Lines of data
:::::
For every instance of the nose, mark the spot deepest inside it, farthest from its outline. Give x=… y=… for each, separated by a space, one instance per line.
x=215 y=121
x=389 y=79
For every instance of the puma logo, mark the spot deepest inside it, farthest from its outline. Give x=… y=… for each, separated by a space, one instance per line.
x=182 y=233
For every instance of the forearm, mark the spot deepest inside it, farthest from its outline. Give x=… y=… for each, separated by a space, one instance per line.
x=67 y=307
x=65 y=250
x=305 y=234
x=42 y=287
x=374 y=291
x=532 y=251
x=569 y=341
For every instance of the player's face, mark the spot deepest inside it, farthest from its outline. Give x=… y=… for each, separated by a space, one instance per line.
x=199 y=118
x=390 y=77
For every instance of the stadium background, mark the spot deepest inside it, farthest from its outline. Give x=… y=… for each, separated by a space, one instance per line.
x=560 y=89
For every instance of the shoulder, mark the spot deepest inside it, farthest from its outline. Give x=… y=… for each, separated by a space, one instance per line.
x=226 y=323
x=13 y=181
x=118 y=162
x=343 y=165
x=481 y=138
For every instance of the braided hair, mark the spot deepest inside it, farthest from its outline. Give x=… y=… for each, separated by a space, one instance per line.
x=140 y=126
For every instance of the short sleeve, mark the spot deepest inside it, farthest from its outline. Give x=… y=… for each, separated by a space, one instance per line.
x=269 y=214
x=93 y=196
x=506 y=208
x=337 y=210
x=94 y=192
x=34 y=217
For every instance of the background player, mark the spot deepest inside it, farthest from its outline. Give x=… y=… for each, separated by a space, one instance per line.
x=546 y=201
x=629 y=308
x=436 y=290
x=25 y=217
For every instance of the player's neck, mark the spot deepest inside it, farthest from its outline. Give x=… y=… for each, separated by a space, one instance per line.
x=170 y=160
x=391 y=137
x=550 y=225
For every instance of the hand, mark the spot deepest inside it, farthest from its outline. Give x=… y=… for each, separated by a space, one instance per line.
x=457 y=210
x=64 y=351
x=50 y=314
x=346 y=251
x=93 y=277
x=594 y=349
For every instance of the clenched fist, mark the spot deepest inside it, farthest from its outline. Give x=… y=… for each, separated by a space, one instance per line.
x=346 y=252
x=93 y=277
:::::
Reproduce the lines above word for word, every one of them.

For every instance of the nose, mark the spot deepest inside it, farthest from its outline. Give x=… y=… for each, separated by a space, one instance per line.
x=215 y=121
x=389 y=79
For every instance of the puma logo, mark the spot deepest inside it, farthest from its outline. Give x=… y=… for each, separated by a space, one instance per line.
x=182 y=233
For every instance of the forearm, mark the spot deepest inside it, farthest from its outline. Give x=… y=… for each, separated by a space, one instance per line.
x=67 y=307
x=65 y=250
x=305 y=234
x=42 y=287
x=374 y=291
x=532 y=251
x=569 y=341
For every instance of the player's face, mark the spot deepest inside it, farthest from its outline. Give x=… y=… for each, separated by a space, one instance per line.
x=199 y=118
x=390 y=77
For every instance of the stadium background, mark the spot deepest inside it, farthest from its outline. Give x=… y=… for each, separated by a space, one instance per line.
x=560 y=89
For every instance of the shoulder, mark the spot deepest inside it, farthest from its outline. Give x=… y=… for each, separated by a space, one instance per line.
x=226 y=323
x=13 y=181
x=118 y=162
x=343 y=165
x=481 y=138
For every instance of the braided hair, mark the spot deepest inside it, farthest from its outline. Give x=… y=… for each, separated by a space, one instance per line.
x=140 y=126
For every instance of the short sleeve, mark the spot deepest inside it, farthest from its outline. Give x=… y=… for each, separated by a space, one instance per line.
x=269 y=214
x=93 y=196
x=506 y=208
x=337 y=210
x=94 y=192
x=34 y=217
For every instance of the background player, mark the spot deepest inside it, farthest from its outline. Give x=… y=… for each, separated by a space, one instance per line.
x=546 y=201
x=629 y=308
x=436 y=290
x=25 y=217
For every instance of the player's neck, mark the spot deepest inside it, farthest from its outline. Give x=… y=… for each, separated by a space, one instance per line.
x=170 y=160
x=391 y=137
x=550 y=225
For every instance of the hand, mark the spot deepest inside it, farthest from its outline. Give x=… y=… for each, separated by a space, one instance per line.
x=457 y=210
x=64 y=351
x=50 y=314
x=346 y=251
x=93 y=277
x=594 y=349
For every instance of the clenched fist, mark the spot deepest inside it, farthest from its outline. Give x=… y=… for each, separated by a space, one instance per line.
x=346 y=252
x=93 y=277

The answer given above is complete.